Task list:
a) Using the passage on immigrant workers and labor in Los Angeles, state whether each of these agrees with it: (i) the national AFL-CIO supported IRCA's prohibition on hiring undocumented workers; (ii) immigration agents ordered 120 Sbicca workers deported; (iii) the Retail Clerk's union narrowly won the election at Sbicca. Answer yes or no for each, quoting the deciding words.
b) Repeat a section of the passage on immigrant workers and labor in Los Angeles word for word, beginning at the words "CODIL General Assembly, June" and stopping after the words "and legal defense.".

Source text:
AFL-CIO pamphlet on the Immigration Reform and Control Act (IRCA) passed in 1986.

The AFL-CIO published this information for unions and workers in the wake of the Immigration Reform and Control Act (IRCA) of 1986. The law created a process for many undocumented residents to regularize their status, and the pamphlet highlights organized labor’s role in helping “undocumented workers attain legal status and prevent discrimination by employers.” In Los Angeles, the Labor Immigrant Assistance Project (LIAP) supported workers’ amnesty applications, and the California Immigrant Workers Association (CIWA) served as a general union for immigrant workers without collective bargaining in their workplaces. IRCA also created a new federal prohibition on hiring undocumented workers, something immigrant rights advocates and organized labor in Los Angeles had strongly opposed, but the national AFL-CIO supported. The AFL-CIO abandoned this policy in 2000. View the Document.

CODIL General Assembly, June 1978

CODIL meeting announcement June 1978
Los Angeles activists announce a meeting to recruit factory-based committees to defend immigrant workers against raids by immigration authorities. Courtesy of the Department of Special Collections, Stanford University Libraries

After years of fighting deportation sweeps in Los Angeles, activists associated with the Centro de Acción Social Autónomo (CASA) formed special committee to address workplace raids by the INS and to advocate for the rights of undocumented workers generally. The Comité Obrero en Defensa de los Indocumentados en Lucha (CODIL, or in English the Workers Committee in Defense of the Undocumented in the Struggle) joined with the National Lawyers Guild (NLG) and a group of unions in an ad hoc Labor Immigration Action Center to coordinate immigrant organizing and legal defense.

On May 17, 1978 an election among over 700 workers at the Sbicca shoe factory in El Monte resulted in a narrow loss for the Retail Clerk’s union. The union filed objections contesting the result, but the next day immigration agents arrived at the plant and ordered the immediate deportation of 120 workers. CODIL charged the raid “was carried out in a selective manner looking principally for those who supported the union” and then pressuring workers to sign voluntary deportation orders even after they requested a lawyer. As the workers were aboard buses en route to the border, the union appealed for help from the Labor Immigration Action Center. Lawyers with the NLG filed suit in federal court and secured a temporary restraining order halting the deportation until the workers could have individual hearings. The legal victory energized immigrant worker advocates and encouraged progressive unionists. For a time, the number of factory raids and worker deportation dropped significantly.

Stored data:
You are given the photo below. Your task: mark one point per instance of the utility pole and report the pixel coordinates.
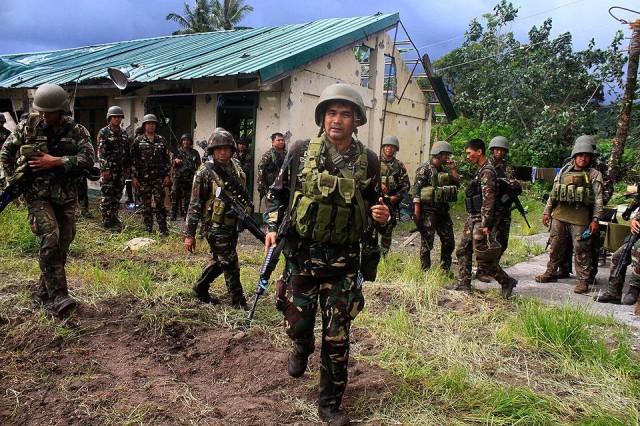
(627, 102)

Results by task:
a)
(i) Yes: "but the national AFL-CIO supported"
(ii) Yes: "ordered the immediate deportation of 120 workers"
(iii) No: "resulted in a narrow loss for the Retail Clerk’s union"

b)
CODIL General Assembly, June 1978

CODIL meeting announcement June 1978
Los Angeles activists announce a meeting to recruit factory-based committees to defend immigrant workers against raids by immigration authorities. Courtesy of the Department of Special Collections, Stanford University Libraries

After years of fighting deportation sweeps in Los Angeles, activists associated with the Centro de Acción Social Autónomo (CASA) formed special committee to address workplace raids by the INS and to advocate for the rights of undocumented workers generally. The Comité Obrero en Defensa de los Indocumentados en Lucha (CODIL, or in English the Workers Committee in Defense of the Undocumented in the Struggle) joined with the National Lawyers Guild (NLG) and a group of unions in an ad hoc Labor Immigration Action Center to coordinate immigrant organizing and legal defense.